Mãe Celina de Xangô - Divulgação
Mãe Celina de Xangô Imagem: Divulgação

Lia Hama

Colaboração para o UOL, em São Paulo

28/06/2020 04h00

Aos 56 anos, Celina Rodrigues, mais conhecida como Mãe Celina de Xangô, tem sua trajetória diretamente ligada à região do Cais do Valongo, na zona portuária do Rio. Ao lado do sítio arqueológico de um dos principais portos de entrada de africanos escravizados nas Américas, ela mantém —sem recursos de governos— o Centro Cultural Pequena África, que resgata e difunde a história e a cultura afro-brasileiras.

Com a pandemia da covid-19, a ONG sediada na Casa da Guarda, no Jardim Suspenso do Valongo, teve que fechar as portas para visitação. Segundo Mãe Celina, a região foi ocupada por moradores de rua, teve as portas arrombadas e corre o risco de fechar definitivamente por falta de recursos. "Estamos vendo um trabalho de mais de dez anos ser destruído", lamenta.

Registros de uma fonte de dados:
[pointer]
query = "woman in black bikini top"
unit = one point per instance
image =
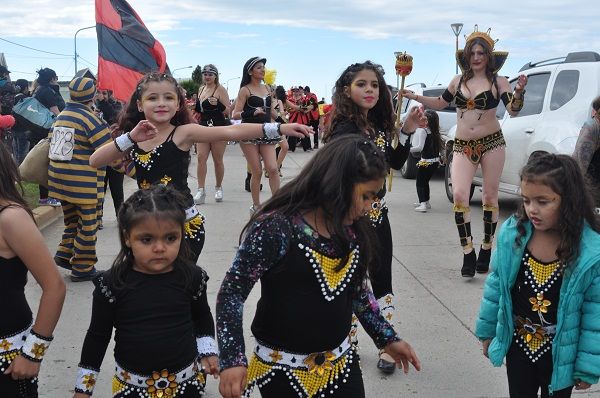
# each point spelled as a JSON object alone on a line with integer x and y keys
{"x": 214, "y": 110}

- [ENUNCIADO DA TAREFA]:
Responda com base no texto sobre Mãe Celina de Xangô:
1. Qual é a idade de Mãe Celina de Xangô?
2. Onde está sediada a ONG que ela mantém?
3. Segundo Mãe Celina, há quanto tempo existe o trabalho que ela vê ser destruído?

- [RESPOSTA ESCRITA]:
1. 56 anos.
2. Na Casa da Guarda, no Jardim Suspenso do Valongo.
3. Há mais de dez anos.